:: WHAT YOU HAVE TO DO ::
Write out, word for word, every line in the data below from the one containing "Find the man's" to the one containing "Find the field", both of them included.
[DATA EXTRACTS]
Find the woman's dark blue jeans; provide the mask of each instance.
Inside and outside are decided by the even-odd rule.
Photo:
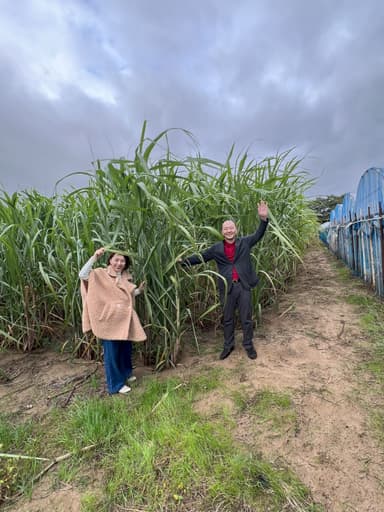
[[[132,341],[101,340],[108,392],[117,393],[132,375]]]

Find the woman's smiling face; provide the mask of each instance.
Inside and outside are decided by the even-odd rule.
[[[121,254],[114,254],[110,259],[109,264],[116,274],[121,274],[125,267],[125,258]]]

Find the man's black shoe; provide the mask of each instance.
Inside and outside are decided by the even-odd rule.
[[[225,359],[233,351],[234,347],[224,347],[224,350],[220,354],[220,359]]]
[[[256,359],[256,357],[257,357],[256,350],[253,347],[247,348],[247,356],[249,357],[249,359]]]

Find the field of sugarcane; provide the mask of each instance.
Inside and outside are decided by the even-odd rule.
[[[270,225],[253,254],[256,319],[295,274],[317,228],[304,196],[312,181],[299,159],[285,152],[256,162],[233,148],[224,162],[178,158],[169,131],[148,139],[145,128],[132,159],[98,161],[86,187],[52,197],[0,192],[0,347],[59,343],[97,356],[96,340],[81,332],[78,273],[106,246],[129,253],[135,282],[147,282],[137,301],[145,362],[174,364],[183,344],[198,345],[201,329],[220,323],[215,266],[185,271],[178,259],[220,239],[227,218],[240,235],[255,231],[261,199]]]

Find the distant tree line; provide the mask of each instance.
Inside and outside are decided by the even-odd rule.
[[[341,196],[321,196],[309,201],[309,207],[315,212],[320,224],[329,221],[331,211],[339,203],[343,202],[344,194]]]

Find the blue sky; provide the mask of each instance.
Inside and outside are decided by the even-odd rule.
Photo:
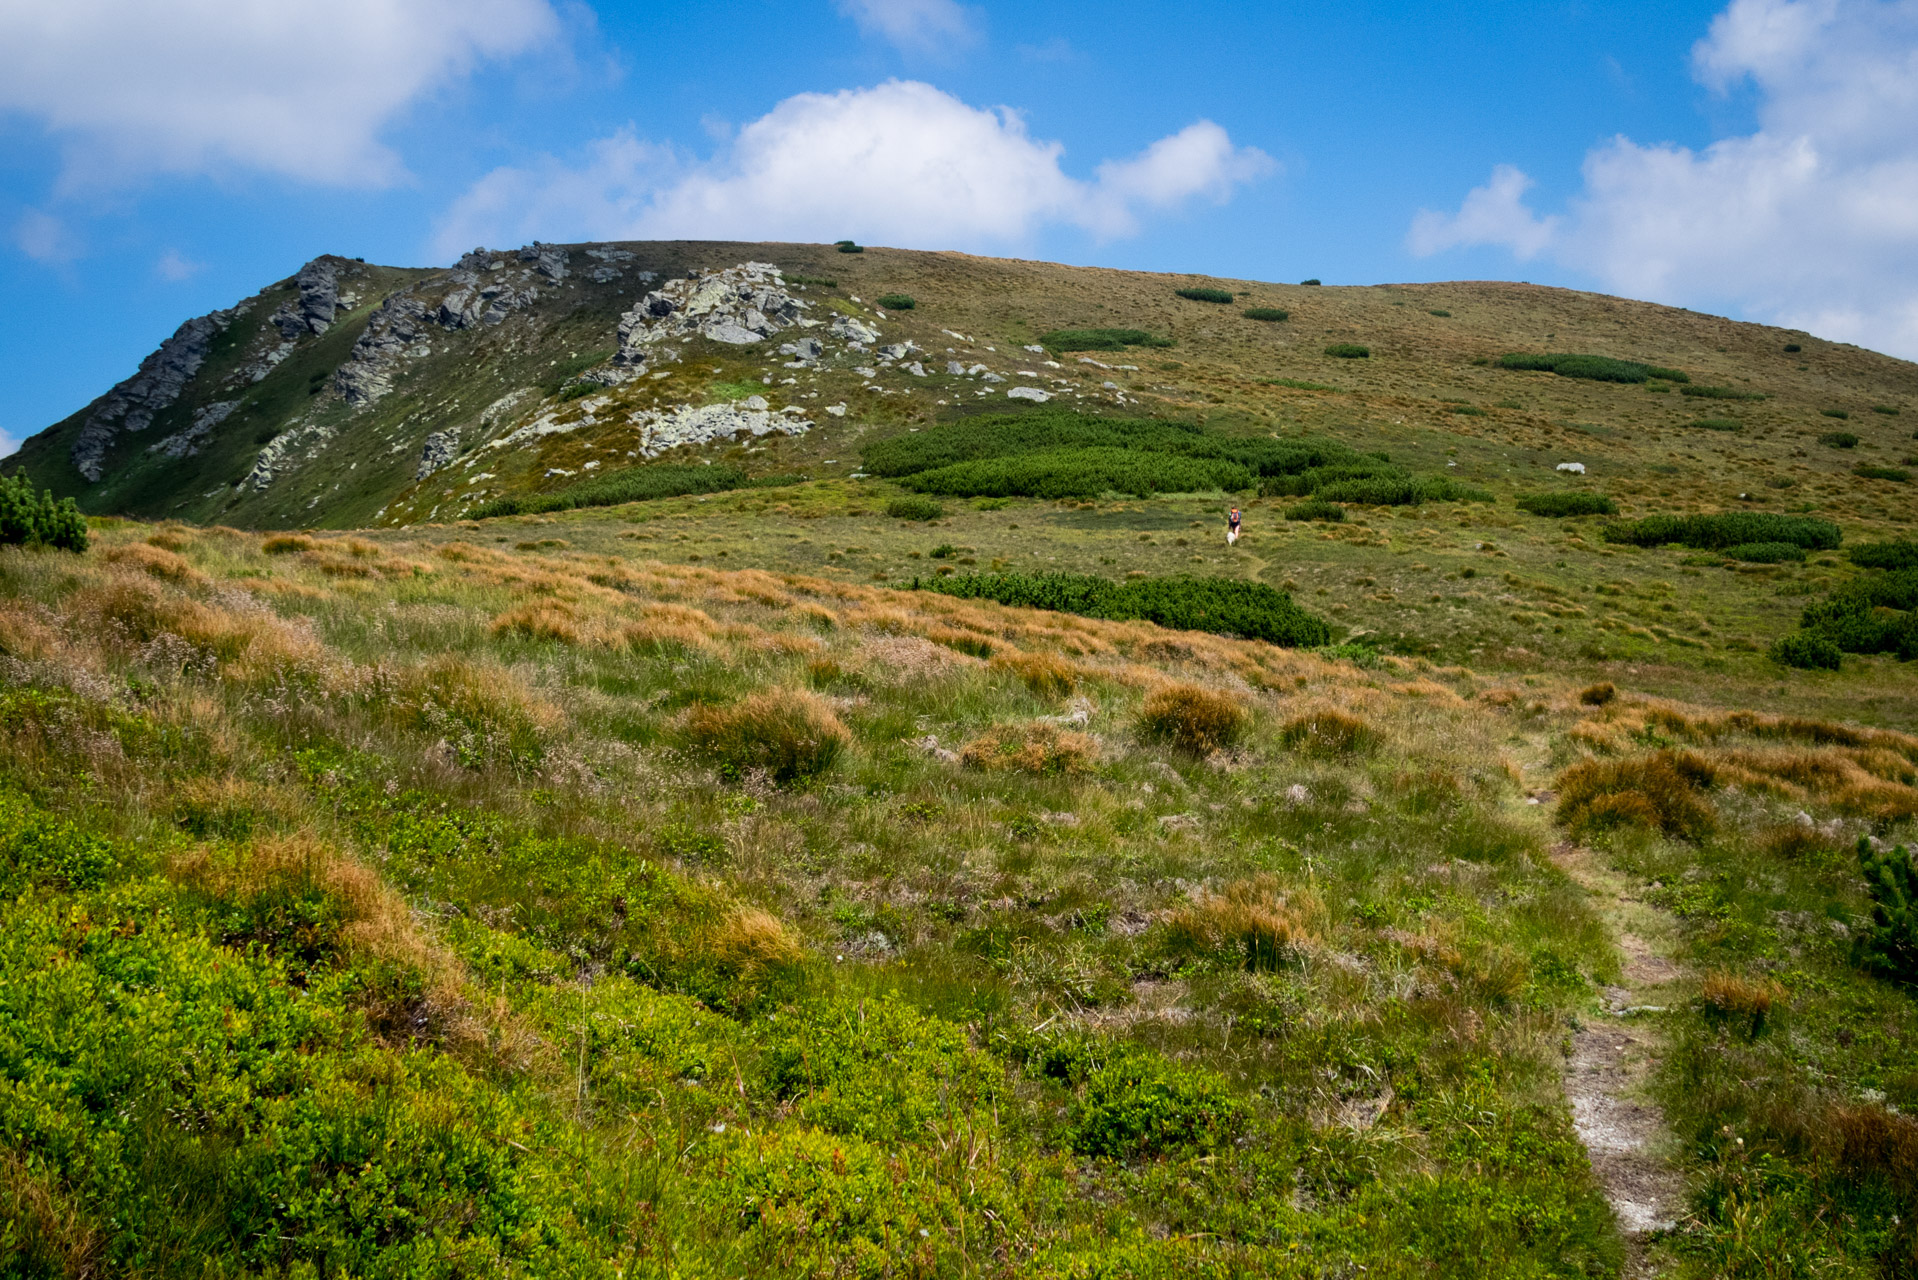
[[[320,253],[1526,279],[1918,357],[1918,0],[0,0],[0,446]]]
[/DATA EXTRACTS]
:: ANSWER ::
Find the man's black shoe; provide the mask of each instance.
Inside and outside are decided by the even-odd rule.
[[[225,359],[233,351],[234,347],[224,347],[224,350],[220,354],[220,359]]]
[[[256,359],[256,357],[257,357],[256,350],[253,347],[247,348],[247,356],[249,357],[249,359]]]

Find the field of sugarcane; provide the mask of each instance.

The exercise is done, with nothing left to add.